(Phrase grounding data)
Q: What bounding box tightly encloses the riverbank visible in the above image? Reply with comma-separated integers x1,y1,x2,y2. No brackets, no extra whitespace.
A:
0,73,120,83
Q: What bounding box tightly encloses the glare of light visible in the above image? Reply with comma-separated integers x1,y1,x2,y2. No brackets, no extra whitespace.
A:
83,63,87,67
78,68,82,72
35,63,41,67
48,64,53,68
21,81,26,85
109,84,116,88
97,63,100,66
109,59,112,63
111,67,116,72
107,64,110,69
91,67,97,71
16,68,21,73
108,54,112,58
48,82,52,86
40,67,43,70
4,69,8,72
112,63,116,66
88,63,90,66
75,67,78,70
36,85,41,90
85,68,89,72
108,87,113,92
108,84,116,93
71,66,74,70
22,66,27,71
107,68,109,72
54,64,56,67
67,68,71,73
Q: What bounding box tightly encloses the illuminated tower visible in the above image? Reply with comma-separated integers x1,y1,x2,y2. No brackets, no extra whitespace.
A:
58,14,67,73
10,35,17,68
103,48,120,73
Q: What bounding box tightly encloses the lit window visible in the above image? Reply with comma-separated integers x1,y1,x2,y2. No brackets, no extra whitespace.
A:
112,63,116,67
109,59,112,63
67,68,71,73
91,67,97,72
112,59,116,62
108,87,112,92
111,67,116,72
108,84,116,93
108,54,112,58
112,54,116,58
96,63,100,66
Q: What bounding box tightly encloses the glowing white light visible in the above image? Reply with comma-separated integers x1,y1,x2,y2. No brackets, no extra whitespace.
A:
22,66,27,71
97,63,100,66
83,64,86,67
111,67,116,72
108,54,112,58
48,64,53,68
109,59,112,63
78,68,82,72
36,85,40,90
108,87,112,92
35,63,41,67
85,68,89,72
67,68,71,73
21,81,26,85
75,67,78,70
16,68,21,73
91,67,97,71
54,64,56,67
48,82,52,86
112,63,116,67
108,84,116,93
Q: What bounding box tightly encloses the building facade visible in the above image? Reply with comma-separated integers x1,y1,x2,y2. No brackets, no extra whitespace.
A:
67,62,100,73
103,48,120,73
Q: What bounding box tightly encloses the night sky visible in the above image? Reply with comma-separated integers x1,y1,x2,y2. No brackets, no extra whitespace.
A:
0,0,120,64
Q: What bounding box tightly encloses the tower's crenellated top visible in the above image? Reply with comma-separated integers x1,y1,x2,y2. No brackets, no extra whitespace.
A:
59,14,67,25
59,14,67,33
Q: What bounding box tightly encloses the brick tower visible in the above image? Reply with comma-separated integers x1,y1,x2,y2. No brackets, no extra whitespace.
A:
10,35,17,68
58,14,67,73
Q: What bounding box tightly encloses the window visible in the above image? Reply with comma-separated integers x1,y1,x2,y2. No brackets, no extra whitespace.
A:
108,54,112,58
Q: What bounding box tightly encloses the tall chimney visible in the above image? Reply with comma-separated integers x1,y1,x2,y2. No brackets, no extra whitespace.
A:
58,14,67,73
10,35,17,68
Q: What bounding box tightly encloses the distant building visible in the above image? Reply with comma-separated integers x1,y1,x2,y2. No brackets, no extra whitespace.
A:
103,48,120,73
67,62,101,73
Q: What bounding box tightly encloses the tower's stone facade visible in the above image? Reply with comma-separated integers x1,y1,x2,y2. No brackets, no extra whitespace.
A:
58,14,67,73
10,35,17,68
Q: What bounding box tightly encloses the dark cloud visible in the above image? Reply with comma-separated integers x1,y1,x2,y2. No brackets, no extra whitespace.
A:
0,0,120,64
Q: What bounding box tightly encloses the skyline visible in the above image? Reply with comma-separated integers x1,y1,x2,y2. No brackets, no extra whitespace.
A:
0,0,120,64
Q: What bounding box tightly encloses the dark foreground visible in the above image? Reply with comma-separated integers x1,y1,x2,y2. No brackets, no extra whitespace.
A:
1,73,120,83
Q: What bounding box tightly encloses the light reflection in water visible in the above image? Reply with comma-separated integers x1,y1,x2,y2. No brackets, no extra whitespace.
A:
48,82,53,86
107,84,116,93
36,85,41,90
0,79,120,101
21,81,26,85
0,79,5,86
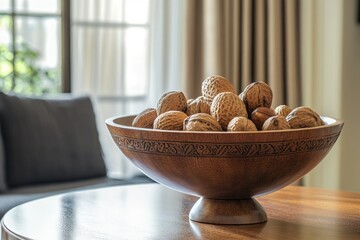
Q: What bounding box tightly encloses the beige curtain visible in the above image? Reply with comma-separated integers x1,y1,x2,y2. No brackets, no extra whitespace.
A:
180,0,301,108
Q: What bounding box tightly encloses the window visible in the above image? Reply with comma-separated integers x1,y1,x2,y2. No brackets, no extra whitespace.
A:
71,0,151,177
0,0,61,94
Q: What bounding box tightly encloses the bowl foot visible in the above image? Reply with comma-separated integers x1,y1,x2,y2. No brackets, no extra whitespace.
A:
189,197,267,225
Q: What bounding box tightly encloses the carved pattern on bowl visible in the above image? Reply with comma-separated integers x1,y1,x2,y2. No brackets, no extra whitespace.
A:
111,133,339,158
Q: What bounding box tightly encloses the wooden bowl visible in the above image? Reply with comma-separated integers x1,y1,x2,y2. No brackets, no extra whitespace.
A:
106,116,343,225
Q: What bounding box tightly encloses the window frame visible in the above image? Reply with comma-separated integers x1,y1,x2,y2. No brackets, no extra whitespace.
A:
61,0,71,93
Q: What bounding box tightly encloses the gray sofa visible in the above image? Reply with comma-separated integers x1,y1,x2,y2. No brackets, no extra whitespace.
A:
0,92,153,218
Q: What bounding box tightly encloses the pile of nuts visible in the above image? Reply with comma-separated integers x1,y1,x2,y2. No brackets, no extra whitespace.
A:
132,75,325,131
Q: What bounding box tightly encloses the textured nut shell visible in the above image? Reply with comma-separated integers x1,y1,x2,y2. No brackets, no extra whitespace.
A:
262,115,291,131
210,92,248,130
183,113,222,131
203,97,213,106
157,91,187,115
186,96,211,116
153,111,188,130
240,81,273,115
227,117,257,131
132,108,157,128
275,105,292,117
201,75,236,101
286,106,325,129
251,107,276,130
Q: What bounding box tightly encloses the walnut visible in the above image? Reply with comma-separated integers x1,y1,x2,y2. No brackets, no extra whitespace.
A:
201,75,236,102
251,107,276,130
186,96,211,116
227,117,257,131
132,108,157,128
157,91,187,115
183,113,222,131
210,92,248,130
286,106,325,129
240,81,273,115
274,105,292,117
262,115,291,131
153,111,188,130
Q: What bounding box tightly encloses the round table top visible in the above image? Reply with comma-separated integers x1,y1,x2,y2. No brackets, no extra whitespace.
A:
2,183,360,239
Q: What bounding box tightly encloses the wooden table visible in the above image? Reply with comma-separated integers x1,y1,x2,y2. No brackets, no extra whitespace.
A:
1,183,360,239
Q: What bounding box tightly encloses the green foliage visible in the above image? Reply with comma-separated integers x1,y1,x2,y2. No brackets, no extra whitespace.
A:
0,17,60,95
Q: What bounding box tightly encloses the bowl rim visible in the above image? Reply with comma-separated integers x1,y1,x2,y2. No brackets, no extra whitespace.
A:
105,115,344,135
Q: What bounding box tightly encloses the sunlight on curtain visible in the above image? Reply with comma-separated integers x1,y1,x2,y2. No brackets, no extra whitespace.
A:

--

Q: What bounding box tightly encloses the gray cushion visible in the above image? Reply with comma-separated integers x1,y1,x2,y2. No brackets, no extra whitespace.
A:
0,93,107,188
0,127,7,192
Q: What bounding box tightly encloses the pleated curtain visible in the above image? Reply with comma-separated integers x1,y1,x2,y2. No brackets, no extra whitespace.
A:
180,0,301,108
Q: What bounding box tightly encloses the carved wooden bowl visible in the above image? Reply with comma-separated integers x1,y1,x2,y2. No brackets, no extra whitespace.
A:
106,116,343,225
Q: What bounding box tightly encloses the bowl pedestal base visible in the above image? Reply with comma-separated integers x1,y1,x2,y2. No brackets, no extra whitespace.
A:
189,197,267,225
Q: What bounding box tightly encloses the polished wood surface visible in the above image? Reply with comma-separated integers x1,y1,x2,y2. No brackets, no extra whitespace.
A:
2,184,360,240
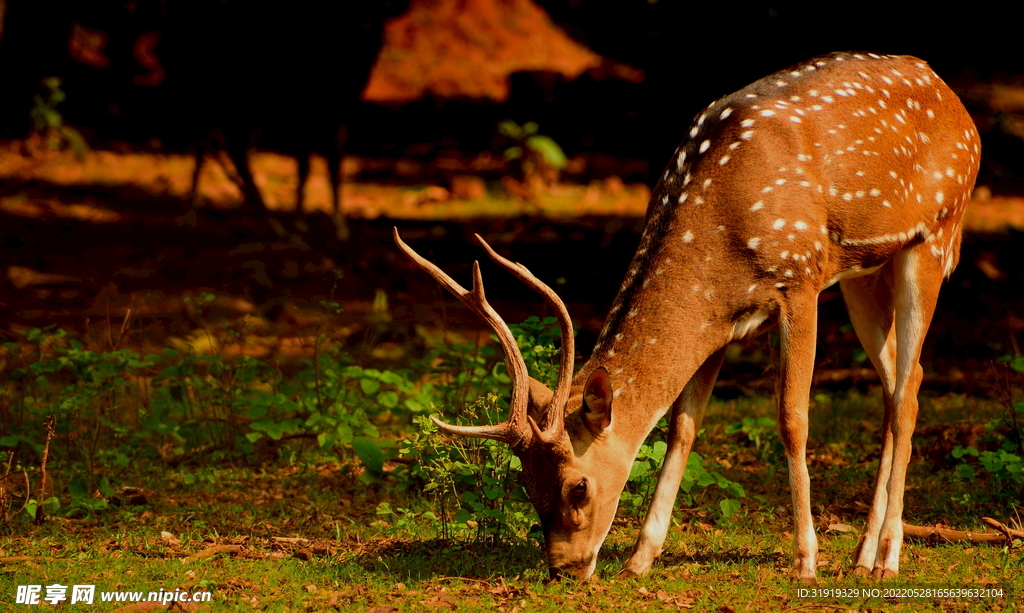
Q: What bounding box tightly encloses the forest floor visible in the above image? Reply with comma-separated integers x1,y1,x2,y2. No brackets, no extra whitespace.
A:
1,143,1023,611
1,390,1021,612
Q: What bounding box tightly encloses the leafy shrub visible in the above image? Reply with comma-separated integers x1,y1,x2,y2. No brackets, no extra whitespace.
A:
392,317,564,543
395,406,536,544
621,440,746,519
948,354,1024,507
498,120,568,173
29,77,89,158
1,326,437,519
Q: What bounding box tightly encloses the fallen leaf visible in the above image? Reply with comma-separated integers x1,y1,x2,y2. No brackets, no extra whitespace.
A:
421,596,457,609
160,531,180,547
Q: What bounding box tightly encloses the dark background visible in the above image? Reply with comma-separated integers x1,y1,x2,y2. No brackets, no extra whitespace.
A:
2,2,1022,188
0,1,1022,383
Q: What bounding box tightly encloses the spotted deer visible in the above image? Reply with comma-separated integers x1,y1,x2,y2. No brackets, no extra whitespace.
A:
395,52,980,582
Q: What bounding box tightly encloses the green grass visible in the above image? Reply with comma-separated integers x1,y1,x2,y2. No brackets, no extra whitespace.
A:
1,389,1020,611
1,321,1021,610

◆ **Task item**
Among the records above, extract exactly the lines from the line with "Q: What bounding box tightly encloses the riverbank" to the line with "Q: What bounding box tightly encloses the lit", both lines included, and leave out the rest.

◆ **Answer for the task**
Q: What bounding box tightly encloses the riverbank visible in the above image? Reply with comma-separated integers x1,y1,x2,y2. No brackets, no extra whitespace.
A:
0,73,120,83
Q: What bounding box tightly encloses the glare of light visible in the above image? Reply with comma-separated integers x1,y1,x2,y2. No brackets, no extra whitespace.
A:
83,63,87,67
78,68,82,72
35,63,41,67
48,64,53,68
21,81,26,85
109,84,116,88
97,63,100,66
109,59,112,63
111,67,116,72
107,64,110,69
91,67,97,71
16,68,21,73
108,54,112,58
48,82,52,86
40,67,43,70
4,69,8,72
112,63,116,66
88,63,90,66
75,67,78,70
36,85,41,90
85,68,89,72
108,87,113,92
108,84,116,93
71,66,74,70
22,66,27,71
107,68,109,72
54,64,56,67
67,68,71,73
Q: What bounding box tightly encloses the illuminated tower visible in the above image? Reply with comma-separated integers x1,y1,x2,y2. No brackets, no extra whitespace.
A:
58,14,67,73
10,35,17,68
103,48,120,73
Q: What bounding box tightly encloses the lit window visible in the above image? Reply with comma-separated integers x1,y1,x2,y2. No brackets, no extra whitespace.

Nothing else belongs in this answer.